Top of SOURCE MATERIAL

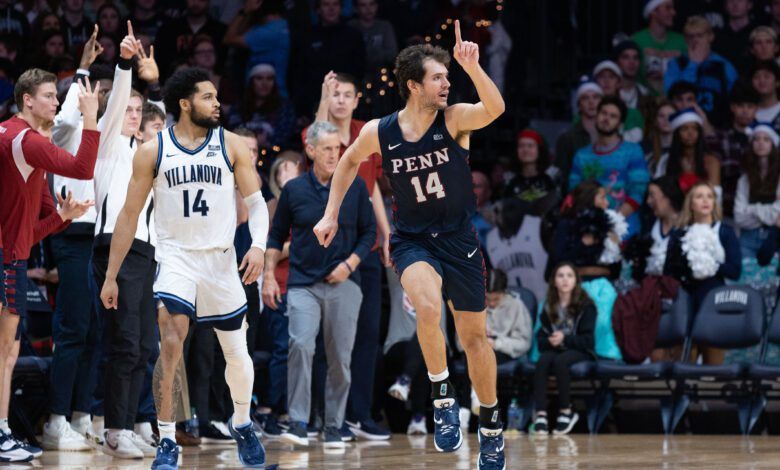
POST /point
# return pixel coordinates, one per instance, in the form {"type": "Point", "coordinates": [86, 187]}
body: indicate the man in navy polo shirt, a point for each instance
{"type": "Point", "coordinates": [324, 283]}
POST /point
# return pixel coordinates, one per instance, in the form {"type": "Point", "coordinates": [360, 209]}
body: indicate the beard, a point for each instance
{"type": "Point", "coordinates": [204, 120]}
{"type": "Point", "coordinates": [607, 132]}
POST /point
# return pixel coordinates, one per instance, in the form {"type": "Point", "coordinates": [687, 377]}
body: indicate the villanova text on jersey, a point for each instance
{"type": "Point", "coordinates": [431, 179]}
{"type": "Point", "coordinates": [193, 174]}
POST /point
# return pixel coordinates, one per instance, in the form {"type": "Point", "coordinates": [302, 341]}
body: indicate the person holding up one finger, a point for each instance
{"type": "Point", "coordinates": [435, 250]}
{"type": "Point", "coordinates": [323, 284]}
{"type": "Point", "coordinates": [193, 167]}
{"type": "Point", "coordinates": [25, 156]}
{"type": "Point", "coordinates": [129, 333]}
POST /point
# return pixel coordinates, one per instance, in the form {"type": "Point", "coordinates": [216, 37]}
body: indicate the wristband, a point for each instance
{"type": "Point", "coordinates": [348, 267]}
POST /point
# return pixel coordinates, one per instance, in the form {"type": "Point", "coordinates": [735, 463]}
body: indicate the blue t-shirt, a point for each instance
{"type": "Point", "coordinates": [270, 44]}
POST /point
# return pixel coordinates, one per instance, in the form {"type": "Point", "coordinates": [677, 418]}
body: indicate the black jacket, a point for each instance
{"type": "Point", "coordinates": [583, 340]}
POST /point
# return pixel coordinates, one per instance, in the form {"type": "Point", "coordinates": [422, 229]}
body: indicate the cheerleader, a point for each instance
{"type": "Point", "coordinates": [703, 251]}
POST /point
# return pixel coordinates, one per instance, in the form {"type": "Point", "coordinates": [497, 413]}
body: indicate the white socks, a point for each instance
{"type": "Point", "coordinates": [239, 372]}
{"type": "Point", "coordinates": [440, 377]}
{"type": "Point", "coordinates": [167, 430]}
{"type": "Point", "coordinates": [57, 420]}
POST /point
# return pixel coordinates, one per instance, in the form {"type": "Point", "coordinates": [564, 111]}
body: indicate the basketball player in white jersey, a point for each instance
{"type": "Point", "coordinates": [193, 168]}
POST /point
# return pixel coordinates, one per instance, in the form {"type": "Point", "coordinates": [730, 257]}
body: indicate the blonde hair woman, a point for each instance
{"type": "Point", "coordinates": [703, 251]}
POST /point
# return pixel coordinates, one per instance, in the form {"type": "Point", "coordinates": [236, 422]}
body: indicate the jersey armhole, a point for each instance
{"type": "Point", "coordinates": [159, 153]}
{"type": "Point", "coordinates": [224, 148]}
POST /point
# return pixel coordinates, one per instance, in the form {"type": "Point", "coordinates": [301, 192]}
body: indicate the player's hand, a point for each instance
{"type": "Point", "coordinates": [466, 53]}
{"type": "Point", "coordinates": [329, 86]}
{"type": "Point", "coordinates": [272, 294]}
{"type": "Point", "coordinates": [253, 261]}
{"type": "Point", "coordinates": [70, 208]}
{"type": "Point", "coordinates": [129, 46]}
{"type": "Point", "coordinates": [147, 66]}
{"type": "Point", "coordinates": [109, 295]}
{"type": "Point", "coordinates": [88, 99]}
{"type": "Point", "coordinates": [338, 275]}
{"type": "Point", "coordinates": [385, 253]}
{"type": "Point", "coordinates": [92, 49]}
{"type": "Point", "coordinates": [325, 230]}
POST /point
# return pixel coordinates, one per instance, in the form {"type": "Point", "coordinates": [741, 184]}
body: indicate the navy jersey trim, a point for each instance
{"type": "Point", "coordinates": [226, 316]}
{"type": "Point", "coordinates": [186, 150]}
{"type": "Point", "coordinates": [224, 148]}
{"type": "Point", "coordinates": [159, 154]}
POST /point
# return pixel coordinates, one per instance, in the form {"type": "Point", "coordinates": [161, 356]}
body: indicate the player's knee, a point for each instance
{"type": "Point", "coordinates": [428, 312]}
{"type": "Point", "coordinates": [472, 340]}
{"type": "Point", "coordinates": [170, 344]}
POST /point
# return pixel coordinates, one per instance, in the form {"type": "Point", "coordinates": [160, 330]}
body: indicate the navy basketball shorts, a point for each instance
{"type": "Point", "coordinates": [15, 290]}
{"type": "Point", "coordinates": [455, 256]}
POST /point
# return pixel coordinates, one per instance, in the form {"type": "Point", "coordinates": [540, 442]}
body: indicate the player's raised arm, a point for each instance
{"type": "Point", "coordinates": [366, 144]}
{"type": "Point", "coordinates": [144, 163]}
{"type": "Point", "coordinates": [468, 117]}
{"type": "Point", "coordinates": [248, 184]}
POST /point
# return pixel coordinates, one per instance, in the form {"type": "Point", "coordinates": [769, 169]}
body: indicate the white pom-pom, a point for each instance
{"type": "Point", "coordinates": [611, 253]}
{"type": "Point", "coordinates": [701, 245]}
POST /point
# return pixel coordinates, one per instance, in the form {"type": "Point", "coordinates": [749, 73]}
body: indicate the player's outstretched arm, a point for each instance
{"type": "Point", "coordinates": [144, 163]}
{"type": "Point", "coordinates": [346, 171]}
{"type": "Point", "coordinates": [468, 117]}
{"type": "Point", "coordinates": [248, 184]}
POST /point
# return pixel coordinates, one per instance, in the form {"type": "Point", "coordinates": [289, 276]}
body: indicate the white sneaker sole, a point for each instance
{"type": "Point", "coordinates": [457, 446]}
{"type": "Point", "coordinates": [293, 439]}
{"type": "Point", "coordinates": [568, 429]}
{"type": "Point", "coordinates": [396, 393]}
{"type": "Point", "coordinates": [334, 445]}
{"type": "Point", "coordinates": [122, 455]}
{"type": "Point", "coordinates": [76, 446]}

Bottom of SOURCE MATERIAL

- ABOUT THIS EXERCISE
Without the pictures, restate all the entries above exactly.

- REPLY
POST /point
# return pixel coordinates, one per instance, in the form {"type": "Point", "coordinates": [86, 187]}
body: indicate the man in navy polo shirt, a point for each instance
{"type": "Point", "coordinates": [324, 283]}
POST /point
# return pixel coordinates, one per instance, in the form {"type": "Point", "coordinates": [360, 209]}
body: indicate the beard, a point for each instance
{"type": "Point", "coordinates": [204, 120]}
{"type": "Point", "coordinates": [607, 132]}
POST /point
# return pixel coordinates, one per instance, in the form {"type": "Point", "coordinates": [687, 377]}
body: indicate the villanova text on jersey, a point for each instance
{"type": "Point", "coordinates": [431, 179]}
{"type": "Point", "coordinates": [193, 174]}
POST /point
# return pixel coordinates, one per instance, in the form {"type": "Point", "coordinates": [302, 341]}
body: indicate the person holding up one finger, a point for each instance
{"type": "Point", "coordinates": [435, 250]}
{"type": "Point", "coordinates": [323, 284]}
{"type": "Point", "coordinates": [193, 167]}
{"type": "Point", "coordinates": [25, 156]}
{"type": "Point", "coordinates": [129, 333]}
POST /point
# return pixel coordinates, one per instance, in the form {"type": "Point", "coordinates": [216, 37]}
body: indicate the wristband, a point for each instance
{"type": "Point", "coordinates": [348, 267]}
POST /point
# return pixel coordinates, one per instance, in the form {"type": "Point", "coordinates": [735, 463]}
body: indicate the blue t-shirt, a point for each instance
{"type": "Point", "coordinates": [270, 44]}
POST /point
# return pixel coordinates, one per instance, in the form {"type": "Point", "coordinates": [677, 418]}
body: indicate the black jacket, a point for each instance
{"type": "Point", "coordinates": [583, 340]}
POST /point
# return pixel coordinates, one per instance, in the form {"type": "Point", "coordinates": [422, 229]}
body: indicate the cheerleader, a point for each instance
{"type": "Point", "coordinates": [703, 251]}
POST /point
# return pixel coordinates, one per instance, in the form {"type": "Point", "coordinates": [497, 413]}
body: indicate the white socks, a point for each instance
{"type": "Point", "coordinates": [239, 372]}
{"type": "Point", "coordinates": [440, 377]}
{"type": "Point", "coordinates": [167, 430]}
{"type": "Point", "coordinates": [57, 420]}
POST /point
# return pixel coordinates, one per instance, in the form {"type": "Point", "coordinates": [564, 111]}
body: indicate the basketball player in white jersey, a point for each instance
{"type": "Point", "coordinates": [193, 168]}
POST /point
# return pixel coordinates, one per instance, in the form {"type": "Point", "coordinates": [730, 257]}
body: indicate the blonde hair woman, a point for each instance
{"type": "Point", "coordinates": [703, 251]}
POST /point
# return pixel coordinates, one per instance, in the form {"type": "Point", "coordinates": [236, 422]}
body: indicate the jersey armhole, a point for each instance
{"type": "Point", "coordinates": [159, 153]}
{"type": "Point", "coordinates": [224, 148]}
POST /point
# return pixel coordinates, one per instance, in the form {"type": "Point", "coordinates": [301, 192]}
body: indicate the player's hand, a point for each instance
{"type": "Point", "coordinates": [466, 53]}
{"type": "Point", "coordinates": [329, 86]}
{"type": "Point", "coordinates": [272, 294]}
{"type": "Point", "coordinates": [253, 261]}
{"type": "Point", "coordinates": [70, 208]}
{"type": "Point", "coordinates": [129, 46]}
{"type": "Point", "coordinates": [147, 66]}
{"type": "Point", "coordinates": [109, 295]}
{"type": "Point", "coordinates": [88, 99]}
{"type": "Point", "coordinates": [338, 275]}
{"type": "Point", "coordinates": [385, 253]}
{"type": "Point", "coordinates": [92, 49]}
{"type": "Point", "coordinates": [325, 230]}
POST /point
# return pixel coordinates, one per instance, in the form {"type": "Point", "coordinates": [741, 184]}
body: indicate the navy jersey trim, a point for each instance
{"type": "Point", "coordinates": [226, 316]}
{"type": "Point", "coordinates": [186, 150]}
{"type": "Point", "coordinates": [224, 148]}
{"type": "Point", "coordinates": [159, 154]}
POST /point
# return pixel coordinates, one per instance, in the form {"type": "Point", "coordinates": [161, 356]}
body: indicate the player's knee, a point for each instance
{"type": "Point", "coordinates": [428, 312]}
{"type": "Point", "coordinates": [472, 340]}
{"type": "Point", "coordinates": [170, 344]}
POST /point
# return pixel coordinates, one per instance, in the form {"type": "Point", "coordinates": [160, 330]}
body: indicate the navy basketball shorts, a point for each instance
{"type": "Point", "coordinates": [15, 290]}
{"type": "Point", "coordinates": [455, 256]}
POST /point
# return pixel coordinates, one per instance, in the form {"type": "Point", "coordinates": [540, 442]}
body: indicate the player's raised arm, a point for each instance
{"type": "Point", "coordinates": [366, 144]}
{"type": "Point", "coordinates": [144, 163]}
{"type": "Point", "coordinates": [468, 117]}
{"type": "Point", "coordinates": [248, 184]}
POST /point
# return pixel coordinates, one per instance, in the form {"type": "Point", "coordinates": [769, 169]}
body: indicate the white pom-pom, a point for each instance
{"type": "Point", "coordinates": [611, 253]}
{"type": "Point", "coordinates": [701, 245]}
POST /point
# return pixel coordinates, one per instance, in the form {"type": "Point", "coordinates": [749, 73]}
body: indicate the player's outstretched arm, a point for each instance
{"type": "Point", "coordinates": [144, 163]}
{"type": "Point", "coordinates": [346, 171]}
{"type": "Point", "coordinates": [468, 117]}
{"type": "Point", "coordinates": [248, 184]}
POST /point
# return pixel coordinates, one per instance, in the form {"type": "Point", "coordinates": [289, 276]}
body: indicate the white sneaker sole, a point for each instance
{"type": "Point", "coordinates": [457, 446]}
{"type": "Point", "coordinates": [293, 439]}
{"type": "Point", "coordinates": [568, 429]}
{"type": "Point", "coordinates": [396, 393]}
{"type": "Point", "coordinates": [334, 445]}
{"type": "Point", "coordinates": [122, 455]}
{"type": "Point", "coordinates": [76, 446]}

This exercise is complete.